Monday, October 29, 2007

Buying Wine Online - Part 2

I've previously examined some of the reasons why I believe people buy wine (see my earlier 'Buying Wine Online' - Part 1) or actually selling, as in this particular case. I also touched on the fact that it is a very small percentage of what I think is a huge market potential for selling wines online now that some of the laws have opened up to customer direct shipping. The market is there, the need is there, but companies have not adapted some basic principles of direct marketing and/or familiar with a consumer direct approach. In addition, there are a lot of new players (wineries) that just do not have the experience in selling direct and have yet to put the resources in place to properly handle this new approach. Aside from a few consummate marketers, the majority of the sites selling wine have a "give it a rating, a picture/description, throw it online and it will sell" attitude that falls way short of what savvy buyers are looking for.

I'd like to present a few ideas of how companies or wineries could do a much better job for the potential customers and sell a lot more wine in the process:

1) Price/value. This is so obvious, but still so overlooked. There is absolutely no incentive whatsoever for me to buy a wine online, pay the extra shipping, and wait for it to arrive, if I am not saving at LEAST $1 or $2 per bottle on a case. Especially in the states that allow grocers to carry wines, mainstream labels are almost always cheaper than you can find anywhere online. It is very hard to compete in the mass markets for these wines. Here's a concept - do the homework and price wines in order to sell at volume and show the savings to the consumer. Yes, it may be below what "retail" should be, but it just plain has to make fiscal sense and be clearly spelled out to the buyer. Offer single bottle or mixed case pricing that is a true value.

···

What is asked →
**A.** In the post on buying wine online, rewrite the passage from "1) Price/value. This" up to and including "a true value.", substituting "delivery" for "shipping".
**B.** Translate this sentence from the post on buying wine online into Spanish: "It is very hard to compete in the mass markets for these wines."

Entries →
···

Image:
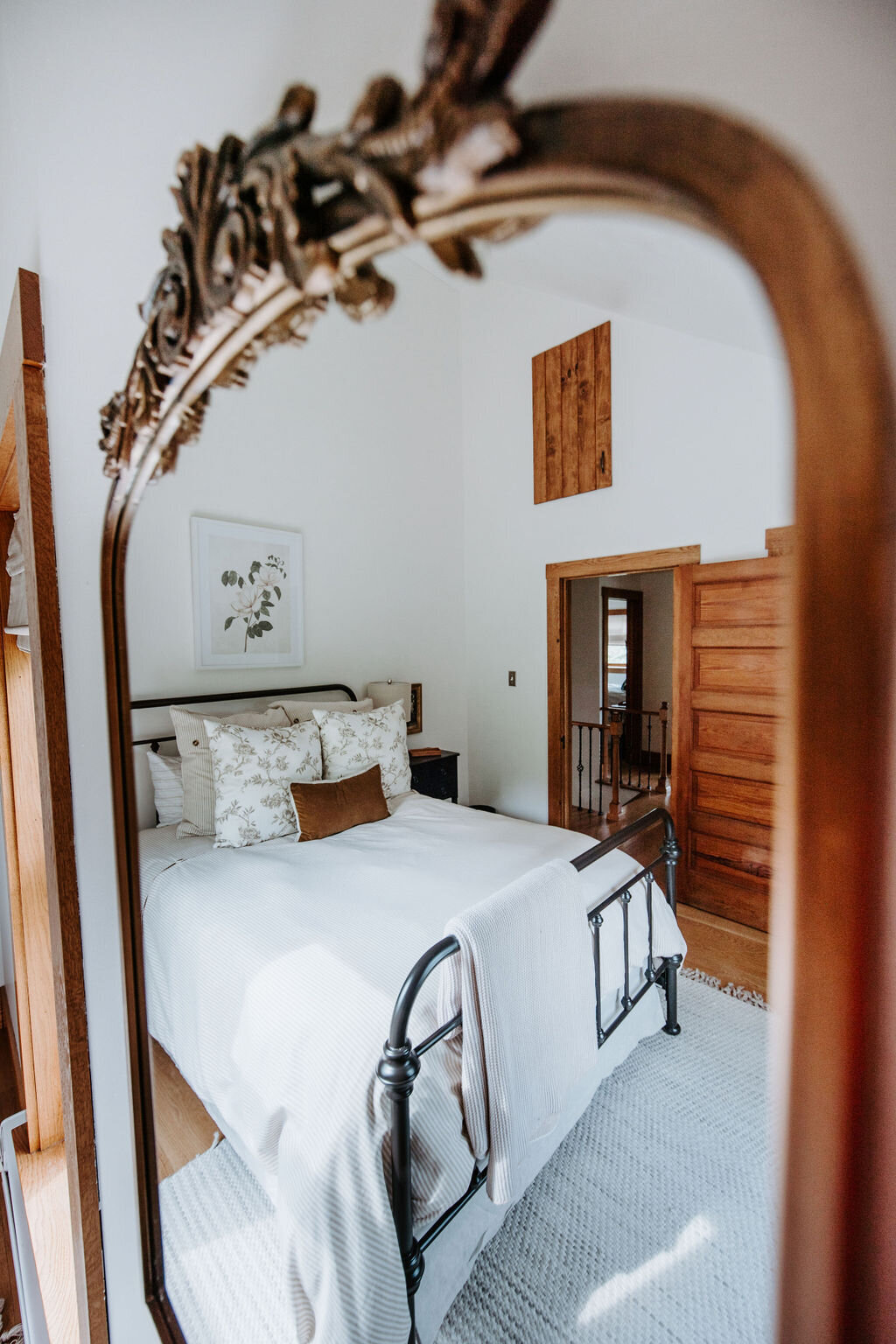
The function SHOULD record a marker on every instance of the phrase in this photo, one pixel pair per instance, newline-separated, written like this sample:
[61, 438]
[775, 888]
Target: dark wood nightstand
[436, 776]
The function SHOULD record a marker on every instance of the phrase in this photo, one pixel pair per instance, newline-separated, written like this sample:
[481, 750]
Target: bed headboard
[150, 724]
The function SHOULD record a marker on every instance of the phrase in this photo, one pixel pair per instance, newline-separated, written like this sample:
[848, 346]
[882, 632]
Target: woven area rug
[652, 1225]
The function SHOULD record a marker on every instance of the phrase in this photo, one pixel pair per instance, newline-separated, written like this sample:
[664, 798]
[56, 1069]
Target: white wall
[98, 98]
[700, 456]
[355, 443]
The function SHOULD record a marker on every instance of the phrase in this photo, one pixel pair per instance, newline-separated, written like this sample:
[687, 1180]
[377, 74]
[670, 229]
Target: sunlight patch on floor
[617, 1289]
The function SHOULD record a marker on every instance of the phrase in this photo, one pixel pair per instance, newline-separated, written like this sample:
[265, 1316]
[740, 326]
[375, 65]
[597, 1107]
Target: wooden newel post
[664, 719]
[615, 739]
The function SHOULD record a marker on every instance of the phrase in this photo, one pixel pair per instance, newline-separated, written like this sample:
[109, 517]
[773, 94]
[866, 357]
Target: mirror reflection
[336, 622]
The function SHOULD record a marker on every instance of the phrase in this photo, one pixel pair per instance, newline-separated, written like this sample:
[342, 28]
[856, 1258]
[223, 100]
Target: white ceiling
[639, 266]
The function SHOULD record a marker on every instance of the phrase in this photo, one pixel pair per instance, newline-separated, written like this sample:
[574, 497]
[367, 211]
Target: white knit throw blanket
[524, 982]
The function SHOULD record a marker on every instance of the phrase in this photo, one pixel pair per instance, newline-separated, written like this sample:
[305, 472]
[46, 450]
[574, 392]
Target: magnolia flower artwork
[248, 596]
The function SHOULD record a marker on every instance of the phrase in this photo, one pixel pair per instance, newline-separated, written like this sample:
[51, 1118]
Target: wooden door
[730, 682]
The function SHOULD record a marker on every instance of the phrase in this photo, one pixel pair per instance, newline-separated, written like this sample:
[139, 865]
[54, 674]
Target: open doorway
[621, 664]
[707, 648]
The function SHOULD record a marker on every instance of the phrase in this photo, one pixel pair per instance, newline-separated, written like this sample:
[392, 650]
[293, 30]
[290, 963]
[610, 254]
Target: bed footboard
[401, 1060]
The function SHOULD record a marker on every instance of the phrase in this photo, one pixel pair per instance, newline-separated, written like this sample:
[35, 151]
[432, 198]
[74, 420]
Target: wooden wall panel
[571, 416]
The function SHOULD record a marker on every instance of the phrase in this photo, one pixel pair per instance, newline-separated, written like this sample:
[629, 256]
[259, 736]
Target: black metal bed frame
[401, 1060]
[216, 696]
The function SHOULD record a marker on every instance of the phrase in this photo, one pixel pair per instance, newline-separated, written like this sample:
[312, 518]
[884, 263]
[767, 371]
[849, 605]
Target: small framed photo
[248, 596]
[416, 722]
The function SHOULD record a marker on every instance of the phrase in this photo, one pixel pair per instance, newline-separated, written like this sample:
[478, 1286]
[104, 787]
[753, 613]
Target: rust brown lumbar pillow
[326, 807]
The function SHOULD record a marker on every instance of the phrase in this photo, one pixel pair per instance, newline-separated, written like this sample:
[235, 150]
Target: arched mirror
[366, 522]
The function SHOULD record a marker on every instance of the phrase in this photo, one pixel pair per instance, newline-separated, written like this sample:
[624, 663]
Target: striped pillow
[168, 788]
[199, 782]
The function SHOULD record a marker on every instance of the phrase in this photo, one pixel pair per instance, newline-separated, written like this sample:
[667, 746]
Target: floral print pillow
[253, 770]
[354, 742]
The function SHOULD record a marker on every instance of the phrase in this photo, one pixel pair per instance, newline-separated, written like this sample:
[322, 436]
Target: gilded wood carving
[278, 202]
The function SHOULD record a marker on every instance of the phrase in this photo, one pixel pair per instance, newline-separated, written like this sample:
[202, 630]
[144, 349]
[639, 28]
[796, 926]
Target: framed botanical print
[248, 596]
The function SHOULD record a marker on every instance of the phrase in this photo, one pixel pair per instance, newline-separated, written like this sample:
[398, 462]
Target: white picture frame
[248, 596]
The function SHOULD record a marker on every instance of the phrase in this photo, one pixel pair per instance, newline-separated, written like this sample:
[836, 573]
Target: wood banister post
[664, 719]
[615, 741]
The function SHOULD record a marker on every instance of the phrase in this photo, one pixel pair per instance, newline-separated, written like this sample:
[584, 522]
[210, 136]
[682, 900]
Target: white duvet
[270, 978]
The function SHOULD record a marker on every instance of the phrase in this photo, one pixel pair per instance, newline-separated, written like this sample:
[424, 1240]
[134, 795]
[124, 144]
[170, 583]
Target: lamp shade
[389, 691]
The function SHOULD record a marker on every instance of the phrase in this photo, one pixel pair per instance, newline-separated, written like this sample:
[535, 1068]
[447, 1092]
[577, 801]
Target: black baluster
[590, 760]
[672, 852]
[579, 767]
[649, 746]
[601, 766]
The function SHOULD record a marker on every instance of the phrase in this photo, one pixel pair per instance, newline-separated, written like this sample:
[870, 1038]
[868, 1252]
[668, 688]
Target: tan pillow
[332, 805]
[199, 781]
[303, 711]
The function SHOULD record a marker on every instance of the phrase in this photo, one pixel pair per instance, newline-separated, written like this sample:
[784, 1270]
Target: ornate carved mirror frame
[274, 230]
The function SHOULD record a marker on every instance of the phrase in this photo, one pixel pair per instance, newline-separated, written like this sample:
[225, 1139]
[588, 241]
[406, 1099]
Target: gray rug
[652, 1225]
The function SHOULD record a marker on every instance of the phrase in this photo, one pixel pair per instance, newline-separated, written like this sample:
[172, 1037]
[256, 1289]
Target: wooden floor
[45, 1186]
[732, 952]
[185, 1130]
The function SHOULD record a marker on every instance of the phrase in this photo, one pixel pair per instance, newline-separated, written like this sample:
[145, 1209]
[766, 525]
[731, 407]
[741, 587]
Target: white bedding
[270, 978]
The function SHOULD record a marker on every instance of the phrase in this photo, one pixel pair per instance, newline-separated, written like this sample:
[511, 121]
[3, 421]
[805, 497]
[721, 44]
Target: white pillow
[303, 711]
[192, 745]
[168, 787]
[253, 770]
[354, 742]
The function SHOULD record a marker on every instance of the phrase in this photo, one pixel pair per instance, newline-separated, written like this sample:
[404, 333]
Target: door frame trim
[23, 409]
[557, 578]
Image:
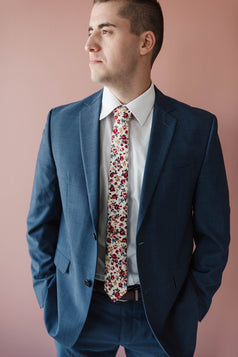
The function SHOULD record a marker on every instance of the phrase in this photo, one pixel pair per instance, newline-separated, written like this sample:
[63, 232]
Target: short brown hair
[144, 15]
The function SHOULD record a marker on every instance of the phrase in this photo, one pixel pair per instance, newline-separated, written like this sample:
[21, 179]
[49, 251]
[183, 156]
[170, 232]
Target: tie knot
[122, 113]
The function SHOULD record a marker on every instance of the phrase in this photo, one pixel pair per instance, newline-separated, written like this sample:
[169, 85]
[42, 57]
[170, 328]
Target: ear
[147, 43]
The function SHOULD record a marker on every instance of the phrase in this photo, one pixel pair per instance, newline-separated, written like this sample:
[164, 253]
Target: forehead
[107, 12]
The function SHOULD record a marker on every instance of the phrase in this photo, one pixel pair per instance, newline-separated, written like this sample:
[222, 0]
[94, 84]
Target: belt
[133, 292]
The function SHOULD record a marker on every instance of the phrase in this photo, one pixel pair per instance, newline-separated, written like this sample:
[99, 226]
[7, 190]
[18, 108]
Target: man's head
[123, 43]
[144, 15]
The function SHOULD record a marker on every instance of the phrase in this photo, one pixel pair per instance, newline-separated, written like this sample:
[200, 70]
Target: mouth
[93, 61]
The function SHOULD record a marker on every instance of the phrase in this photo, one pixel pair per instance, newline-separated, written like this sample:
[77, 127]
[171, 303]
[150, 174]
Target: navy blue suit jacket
[183, 224]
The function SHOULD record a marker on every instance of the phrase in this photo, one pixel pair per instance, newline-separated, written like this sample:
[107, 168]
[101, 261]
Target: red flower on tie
[116, 241]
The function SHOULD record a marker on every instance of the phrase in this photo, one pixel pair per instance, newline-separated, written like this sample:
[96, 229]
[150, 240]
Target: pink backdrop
[43, 65]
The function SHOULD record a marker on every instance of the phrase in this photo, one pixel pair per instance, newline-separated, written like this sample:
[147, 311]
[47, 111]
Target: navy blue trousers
[110, 325]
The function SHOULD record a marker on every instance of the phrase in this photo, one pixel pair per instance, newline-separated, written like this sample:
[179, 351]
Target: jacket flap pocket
[61, 262]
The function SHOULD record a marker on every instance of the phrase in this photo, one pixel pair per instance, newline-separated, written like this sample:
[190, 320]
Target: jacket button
[88, 283]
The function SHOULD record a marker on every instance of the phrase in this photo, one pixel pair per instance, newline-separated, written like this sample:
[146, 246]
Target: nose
[91, 44]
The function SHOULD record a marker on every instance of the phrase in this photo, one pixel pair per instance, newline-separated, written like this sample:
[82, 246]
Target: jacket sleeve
[44, 218]
[211, 217]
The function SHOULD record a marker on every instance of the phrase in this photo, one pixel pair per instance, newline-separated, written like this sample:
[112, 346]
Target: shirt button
[88, 283]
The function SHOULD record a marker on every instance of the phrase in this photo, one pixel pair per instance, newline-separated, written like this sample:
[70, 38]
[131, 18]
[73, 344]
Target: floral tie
[115, 284]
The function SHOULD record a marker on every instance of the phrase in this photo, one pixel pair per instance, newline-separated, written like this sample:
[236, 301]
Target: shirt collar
[139, 107]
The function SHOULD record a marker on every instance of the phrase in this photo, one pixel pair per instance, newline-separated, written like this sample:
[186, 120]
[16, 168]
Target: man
[128, 228]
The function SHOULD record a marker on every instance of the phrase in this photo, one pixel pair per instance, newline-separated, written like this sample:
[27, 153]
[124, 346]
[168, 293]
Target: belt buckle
[136, 294]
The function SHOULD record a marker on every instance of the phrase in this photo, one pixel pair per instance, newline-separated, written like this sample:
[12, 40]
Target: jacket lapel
[89, 141]
[162, 131]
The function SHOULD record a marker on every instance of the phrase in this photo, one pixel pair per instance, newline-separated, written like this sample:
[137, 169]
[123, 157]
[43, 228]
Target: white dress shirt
[139, 133]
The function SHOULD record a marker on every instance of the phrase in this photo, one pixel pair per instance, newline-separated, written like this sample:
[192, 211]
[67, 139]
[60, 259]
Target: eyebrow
[106, 24]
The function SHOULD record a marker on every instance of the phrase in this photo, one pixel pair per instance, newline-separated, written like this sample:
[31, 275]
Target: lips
[94, 61]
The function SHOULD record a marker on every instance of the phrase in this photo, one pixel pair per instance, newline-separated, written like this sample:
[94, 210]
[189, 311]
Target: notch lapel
[162, 131]
[89, 141]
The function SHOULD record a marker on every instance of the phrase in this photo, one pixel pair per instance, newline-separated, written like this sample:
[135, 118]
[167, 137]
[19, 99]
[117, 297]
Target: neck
[130, 91]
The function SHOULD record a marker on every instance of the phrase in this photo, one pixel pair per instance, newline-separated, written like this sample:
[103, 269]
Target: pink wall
[44, 65]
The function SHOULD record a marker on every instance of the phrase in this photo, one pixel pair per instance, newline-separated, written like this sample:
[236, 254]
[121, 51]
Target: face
[113, 49]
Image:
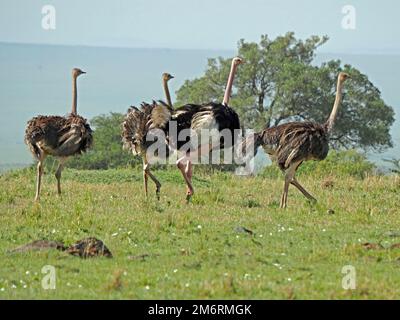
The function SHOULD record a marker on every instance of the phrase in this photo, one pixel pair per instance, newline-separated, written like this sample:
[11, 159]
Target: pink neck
[229, 85]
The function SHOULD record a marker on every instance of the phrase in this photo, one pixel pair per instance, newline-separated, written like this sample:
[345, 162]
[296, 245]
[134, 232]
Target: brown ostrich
[290, 144]
[61, 137]
[141, 123]
[138, 125]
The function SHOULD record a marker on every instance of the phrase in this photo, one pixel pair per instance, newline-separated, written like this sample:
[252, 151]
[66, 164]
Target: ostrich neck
[332, 118]
[74, 96]
[166, 91]
[228, 89]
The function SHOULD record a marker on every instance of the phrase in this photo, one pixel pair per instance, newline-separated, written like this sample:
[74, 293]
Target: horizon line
[180, 49]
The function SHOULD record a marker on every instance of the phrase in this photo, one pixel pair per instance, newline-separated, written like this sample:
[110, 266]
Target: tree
[107, 147]
[280, 83]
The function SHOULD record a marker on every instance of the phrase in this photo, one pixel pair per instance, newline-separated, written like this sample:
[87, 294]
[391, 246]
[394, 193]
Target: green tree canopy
[280, 83]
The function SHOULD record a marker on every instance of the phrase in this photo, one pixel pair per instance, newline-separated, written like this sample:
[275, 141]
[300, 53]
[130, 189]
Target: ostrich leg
[289, 175]
[183, 169]
[39, 175]
[146, 174]
[185, 165]
[58, 173]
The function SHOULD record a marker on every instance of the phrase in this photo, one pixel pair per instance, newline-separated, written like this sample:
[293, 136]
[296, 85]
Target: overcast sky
[202, 24]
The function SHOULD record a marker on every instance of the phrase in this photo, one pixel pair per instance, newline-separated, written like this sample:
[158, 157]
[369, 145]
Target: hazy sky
[204, 24]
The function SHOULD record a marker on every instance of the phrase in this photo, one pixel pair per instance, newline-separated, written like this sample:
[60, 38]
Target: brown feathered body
[294, 142]
[141, 123]
[58, 136]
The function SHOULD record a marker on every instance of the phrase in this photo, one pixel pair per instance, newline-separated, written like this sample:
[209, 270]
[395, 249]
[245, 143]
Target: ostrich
[61, 137]
[139, 123]
[291, 144]
[215, 117]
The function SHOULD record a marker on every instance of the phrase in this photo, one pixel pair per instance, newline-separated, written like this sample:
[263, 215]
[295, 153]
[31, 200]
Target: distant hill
[35, 79]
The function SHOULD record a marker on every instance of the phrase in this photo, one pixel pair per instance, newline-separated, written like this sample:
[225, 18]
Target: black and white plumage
[194, 118]
[290, 144]
[61, 137]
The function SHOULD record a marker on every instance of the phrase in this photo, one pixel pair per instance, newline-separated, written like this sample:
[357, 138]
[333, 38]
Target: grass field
[170, 249]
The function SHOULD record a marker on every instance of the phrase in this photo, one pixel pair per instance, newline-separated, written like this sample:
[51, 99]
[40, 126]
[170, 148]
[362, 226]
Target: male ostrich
[292, 143]
[214, 116]
[61, 137]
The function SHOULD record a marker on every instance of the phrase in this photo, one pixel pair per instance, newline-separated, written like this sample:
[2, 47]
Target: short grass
[198, 250]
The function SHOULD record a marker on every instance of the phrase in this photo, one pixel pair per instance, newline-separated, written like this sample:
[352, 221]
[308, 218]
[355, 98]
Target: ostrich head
[76, 72]
[166, 76]
[343, 76]
[236, 61]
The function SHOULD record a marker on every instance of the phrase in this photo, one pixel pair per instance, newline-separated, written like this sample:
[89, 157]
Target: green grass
[196, 250]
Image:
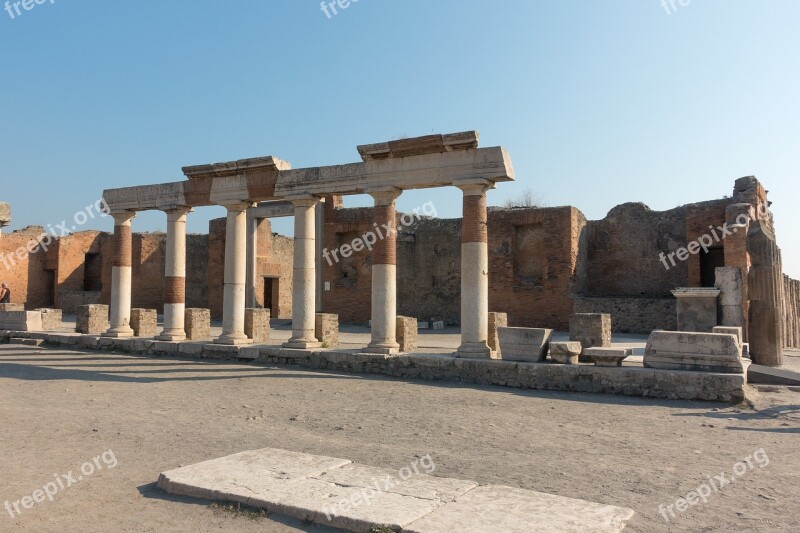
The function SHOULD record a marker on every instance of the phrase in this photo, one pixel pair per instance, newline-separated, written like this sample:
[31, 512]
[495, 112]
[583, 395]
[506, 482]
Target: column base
[302, 344]
[382, 348]
[171, 337]
[474, 350]
[233, 339]
[122, 332]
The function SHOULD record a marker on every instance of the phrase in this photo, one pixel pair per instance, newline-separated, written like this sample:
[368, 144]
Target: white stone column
[252, 260]
[121, 276]
[474, 270]
[175, 276]
[304, 281]
[384, 273]
[235, 276]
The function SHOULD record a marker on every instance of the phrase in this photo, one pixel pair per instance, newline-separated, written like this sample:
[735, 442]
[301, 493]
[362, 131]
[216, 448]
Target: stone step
[765, 375]
[25, 342]
[354, 497]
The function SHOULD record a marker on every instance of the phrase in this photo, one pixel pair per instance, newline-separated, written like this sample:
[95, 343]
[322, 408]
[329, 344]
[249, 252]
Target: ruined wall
[535, 264]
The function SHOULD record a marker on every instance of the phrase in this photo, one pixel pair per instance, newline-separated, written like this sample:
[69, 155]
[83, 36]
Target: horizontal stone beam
[416, 172]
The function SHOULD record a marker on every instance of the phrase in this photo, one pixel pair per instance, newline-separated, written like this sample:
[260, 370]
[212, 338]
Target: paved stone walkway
[354, 497]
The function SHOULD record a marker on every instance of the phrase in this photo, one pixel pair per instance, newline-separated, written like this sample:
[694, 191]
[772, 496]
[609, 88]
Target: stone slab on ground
[765, 375]
[355, 497]
[511, 510]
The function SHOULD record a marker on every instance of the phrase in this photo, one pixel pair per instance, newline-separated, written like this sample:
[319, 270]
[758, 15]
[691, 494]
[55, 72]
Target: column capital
[176, 213]
[237, 205]
[303, 200]
[384, 195]
[474, 186]
[123, 217]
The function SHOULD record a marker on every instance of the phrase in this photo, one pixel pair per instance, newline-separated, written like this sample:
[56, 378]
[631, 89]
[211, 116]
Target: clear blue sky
[599, 103]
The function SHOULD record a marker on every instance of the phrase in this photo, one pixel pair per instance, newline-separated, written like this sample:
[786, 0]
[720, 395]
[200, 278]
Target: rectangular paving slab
[355, 497]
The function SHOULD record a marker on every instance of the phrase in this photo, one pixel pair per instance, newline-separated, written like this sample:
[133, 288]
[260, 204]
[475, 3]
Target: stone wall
[632, 315]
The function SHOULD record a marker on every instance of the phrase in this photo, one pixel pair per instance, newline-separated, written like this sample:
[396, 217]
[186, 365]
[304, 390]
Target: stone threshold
[584, 378]
[359, 498]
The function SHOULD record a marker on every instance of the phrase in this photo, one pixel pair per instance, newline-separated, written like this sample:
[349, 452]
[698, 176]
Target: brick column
[303, 283]
[235, 275]
[121, 274]
[175, 276]
[474, 270]
[384, 273]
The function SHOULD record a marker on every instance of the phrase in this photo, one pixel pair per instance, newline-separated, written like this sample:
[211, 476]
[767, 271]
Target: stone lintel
[428, 144]
[234, 168]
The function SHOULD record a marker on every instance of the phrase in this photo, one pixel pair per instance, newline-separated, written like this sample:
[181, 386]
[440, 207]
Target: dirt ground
[61, 409]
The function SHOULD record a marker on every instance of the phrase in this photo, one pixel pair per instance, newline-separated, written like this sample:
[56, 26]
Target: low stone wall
[633, 315]
[627, 380]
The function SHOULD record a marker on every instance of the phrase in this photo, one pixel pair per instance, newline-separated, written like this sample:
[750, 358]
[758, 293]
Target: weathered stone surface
[198, 324]
[703, 352]
[407, 333]
[729, 330]
[92, 319]
[607, 356]
[590, 329]
[512, 510]
[496, 320]
[524, 344]
[256, 325]
[565, 353]
[697, 309]
[326, 329]
[144, 322]
[51, 319]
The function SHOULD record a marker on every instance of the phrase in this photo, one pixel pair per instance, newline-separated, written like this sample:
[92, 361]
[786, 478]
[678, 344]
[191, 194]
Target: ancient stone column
[474, 270]
[384, 273]
[235, 275]
[765, 286]
[252, 260]
[175, 276]
[121, 276]
[303, 283]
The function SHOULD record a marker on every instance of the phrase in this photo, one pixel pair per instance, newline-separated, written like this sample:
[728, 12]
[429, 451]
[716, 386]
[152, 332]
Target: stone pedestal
[326, 329]
[407, 333]
[51, 319]
[256, 325]
[144, 322]
[697, 309]
[198, 324]
[496, 320]
[591, 329]
[92, 319]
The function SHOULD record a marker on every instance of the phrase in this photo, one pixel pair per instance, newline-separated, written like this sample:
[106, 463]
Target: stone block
[92, 319]
[407, 333]
[21, 320]
[326, 329]
[729, 330]
[256, 325]
[496, 320]
[565, 353]
[701, 352]
[697, 309]
[51, 319]
[144, 322]
[198, 324]
[608, 356]
[524, 344]
[591, 329]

···

Answers →
**A.**
1) Price/value. This is so obvious, but still so overlooked. There is absolutely no incentive whatsoever for me to buy a wine online, pay the extra delivery, and wait for it to arrive, if I am not saving at LEAST $1 or $2 per bottle on a case. Especially in the states that allow grocers to carry wines, mainstream labels are almost always cheaper than you can find anywhere online. It is very hard to compete in the mass markets for these wines. Here's a concept - do the homework and price wines in order to sell at volume and show the savings to the consumer. Yes, it may be below what "retail" should be, but it just plain has to make fiscal sense and be clearly spelled out to the buyer. Offer single bottle or mixed case pricing that is a true value.

**B.** Es muy difícil competir en los mercados masivos de estos vinos.